● Work instructions: Pictures aside, write every record out again word for word.

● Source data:
☆ ☆ ☆ ☆ ☆
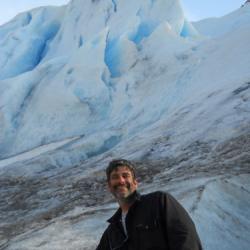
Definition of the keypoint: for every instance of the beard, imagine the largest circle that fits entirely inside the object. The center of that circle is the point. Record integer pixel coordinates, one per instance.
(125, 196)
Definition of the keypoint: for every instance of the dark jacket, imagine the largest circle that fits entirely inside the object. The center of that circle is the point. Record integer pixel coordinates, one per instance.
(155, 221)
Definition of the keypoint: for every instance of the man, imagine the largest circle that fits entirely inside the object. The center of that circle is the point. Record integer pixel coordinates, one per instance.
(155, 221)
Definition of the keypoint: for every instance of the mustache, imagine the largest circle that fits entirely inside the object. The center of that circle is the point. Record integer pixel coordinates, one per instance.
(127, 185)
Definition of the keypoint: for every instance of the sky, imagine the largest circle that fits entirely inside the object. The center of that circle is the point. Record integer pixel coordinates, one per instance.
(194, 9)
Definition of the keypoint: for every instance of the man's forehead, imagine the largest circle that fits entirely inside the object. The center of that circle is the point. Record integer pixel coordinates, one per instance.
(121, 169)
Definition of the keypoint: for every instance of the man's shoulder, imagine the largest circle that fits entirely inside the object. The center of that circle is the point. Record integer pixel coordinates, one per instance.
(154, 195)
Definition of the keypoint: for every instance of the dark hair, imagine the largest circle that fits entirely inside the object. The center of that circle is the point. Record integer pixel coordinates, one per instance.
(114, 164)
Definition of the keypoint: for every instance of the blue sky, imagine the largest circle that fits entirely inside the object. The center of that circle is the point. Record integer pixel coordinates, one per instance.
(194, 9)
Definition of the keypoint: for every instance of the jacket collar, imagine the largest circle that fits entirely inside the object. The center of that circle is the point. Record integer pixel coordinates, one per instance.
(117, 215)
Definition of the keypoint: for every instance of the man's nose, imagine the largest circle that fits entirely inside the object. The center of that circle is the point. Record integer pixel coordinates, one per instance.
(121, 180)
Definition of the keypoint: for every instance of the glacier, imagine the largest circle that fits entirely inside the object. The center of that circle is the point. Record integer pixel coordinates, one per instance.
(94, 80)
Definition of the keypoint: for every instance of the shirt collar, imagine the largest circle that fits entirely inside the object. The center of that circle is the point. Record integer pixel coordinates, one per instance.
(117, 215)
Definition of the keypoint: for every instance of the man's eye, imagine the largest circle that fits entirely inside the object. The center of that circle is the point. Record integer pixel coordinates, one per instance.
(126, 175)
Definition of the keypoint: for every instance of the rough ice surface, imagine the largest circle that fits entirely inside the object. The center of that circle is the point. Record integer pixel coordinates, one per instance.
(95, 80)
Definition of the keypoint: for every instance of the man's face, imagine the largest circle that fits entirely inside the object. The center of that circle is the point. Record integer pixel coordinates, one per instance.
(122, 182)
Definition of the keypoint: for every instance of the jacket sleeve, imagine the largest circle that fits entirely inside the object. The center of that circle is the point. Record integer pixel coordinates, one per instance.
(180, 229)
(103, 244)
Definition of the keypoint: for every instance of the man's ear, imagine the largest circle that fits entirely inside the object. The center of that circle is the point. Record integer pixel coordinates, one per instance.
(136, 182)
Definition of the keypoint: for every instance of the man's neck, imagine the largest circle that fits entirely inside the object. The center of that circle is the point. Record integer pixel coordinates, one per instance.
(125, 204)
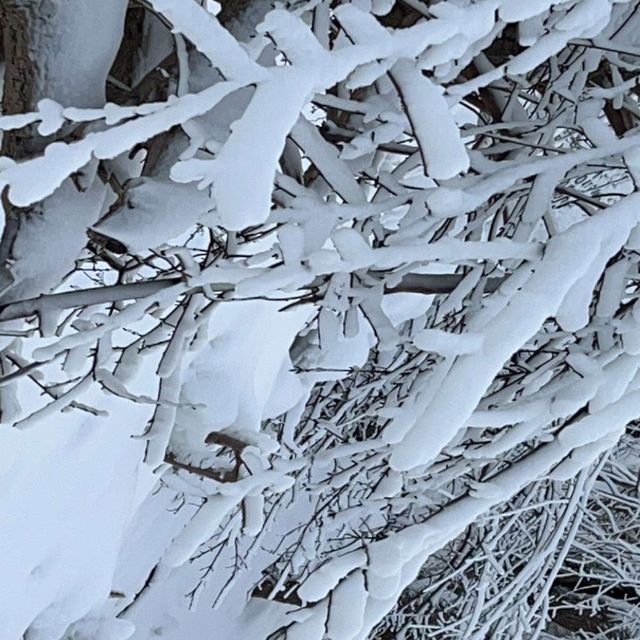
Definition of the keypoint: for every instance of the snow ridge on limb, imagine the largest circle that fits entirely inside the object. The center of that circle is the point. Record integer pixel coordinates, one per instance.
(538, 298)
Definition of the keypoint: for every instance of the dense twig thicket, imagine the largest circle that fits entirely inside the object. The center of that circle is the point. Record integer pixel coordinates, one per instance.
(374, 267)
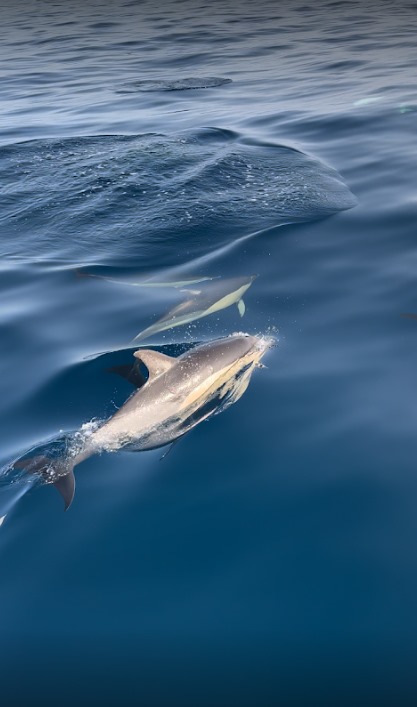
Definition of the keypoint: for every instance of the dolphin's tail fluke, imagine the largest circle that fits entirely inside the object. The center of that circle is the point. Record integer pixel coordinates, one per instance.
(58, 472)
☆ ☆ ☆ ☆ ☆
● Solution to this exercise:
Definition of the keypoint: for every instance of the beard, imagine the largest circle that fits entirely inside the object. The center of that circle is the point. Record integer pixel coordinates, one per instance.
(125, 196)
Definition of the keypoint: for every instance of the dark jacket, imagine the largest circle that fits entirely inside the object. The center of that circle is the point. Record integer pixel coordinates, one per instance.
(155, 221)
Definition of the keypoint: for every instance of the man, imagine the largest circle that fits entirely inside the object. The center of that circle is the point. Record integer pixel coordinates, one per instance.
(155, 221)
Definition of the keypoint: for every instance of the mustache, imagine the largest circle that fits entirely inside the object. The center of that circle is the point. Record integer pixel coordinates, one per instance.
(127, 185)
Definition of the keypoint: for every instance of the sky, imagine the largest circle that fits entirely inside the object. The center of that circle is the point. Record integer pixel coordinates, one per instance.
(194, 9)
Definition of the keypoint: for every instance of the man's forehead, imagine the largest circle that fits entirely inside the object. The center of that circle is the point. Record integer pixel coordinates, one per instance.
(121, 169)
Definition of the keypoint: for every instance of the man's shoulder, imagine the largest circle that fits entirely inside the object. The center of that circle is the point. Record integer pixel coordinates, one per instance.
(154, 195)
Definition of the keypoint: for every instance of the dark hair, imagine the largest circle that fits entirely inside the object. The center of that circle is the point. Record integer pixel coordinates, one per instance.
(114, 164)
Definition of the keypoint: for every instance of the blue sky, imagine the largest circle that fits entirely inside the object. The center of that circle is the point. Record integer pixel coordinates, one per instance.
(194, 9)
Definition of the keypoint: for every instance of the jacket collar, imagine the largest circle that fits entirely inside the object. The center of that circle is the point. Record integer pixel coordinates, one per instance.
(117, 215)
Definition of the keypoint: for every instance of the man's nose, imagine the largest circle that fits entirely inside the object. The center of that circle is the point. Record integer pixel coordinates, one per instance.
(121, 180)
Definition of the keypoint: for every instance of the glacier, imagine the largest circle that fits entirely inside the object. The center of that circle is the point. Record integer pixel coordinates, one per instance.
(94, 80)
Definition of the keypoint: for every instance of the shirt collar, imagine the largest circle that fits entirely inside the object. The center of that circle is the point. Record integer pixel coordinates, one per instance.
(117, 215)
Definition of the keypoint: for every instance of the man's eye, imagine the largest circle that fits entirely inside the object. The center of that circle is the point. Record integer pixel coordinates, one per instance.
(126, 175)
Definition of the keypoint: for every instance of the rough ice surface, imagine the largest circle that fits entirely inside the object. The center of that circle is the point. Record integer pixel coordinates, one per instance.
(95, 80)
Definition of the keypoint: for every instance of the man's face, imagine the largest circle that fits entirely inside the object. The center of that circle is the point. Record integer pixel coordinates, one per instance.
(122, 182)
Definition of the keypoint: for every instance of the jacket sleeve, imagine the largest circle that fits entirely inside the object. The center of that circle is the point. Record integer pixel coordinates, one per instance.
(180, 229)
(103, 244)
Definition of the keypoint: for every instance of the man's ear, imagine the largest circle that fits entirely inside the object. The center of that circle is the point. Record integer pixel coordinates, one per instance.
(136, 182)
Definition of the keypoint: for every instance of the man's neck, imagine the largest circle that fits entirely inside the object. The center of that circle is the point. Record integer pixel coordinates, one per instance.
(125, 204)
Definition of the keypoint: for every instance of the snow ridge on limb, imagine the largest circle that fits entirely inside the object. The center of that circle is the point. Record integer pixel coordinates, one per instance.
(538, 298)
Definition of the keypoint: for every instance of the dense twig thicket, imagine the largest circle that fits entirely inside the object. The center of that circle is the point. Record integer pixel coordinates, one per instance.
(374, 267)
Definition of the keypoint: for every instance of the dolphin's tail fluke, imagine the largest circle that fits entirely inside the object. The center of that circle is the point. Record integer pixel coordinates, one per instance.
(58, 472)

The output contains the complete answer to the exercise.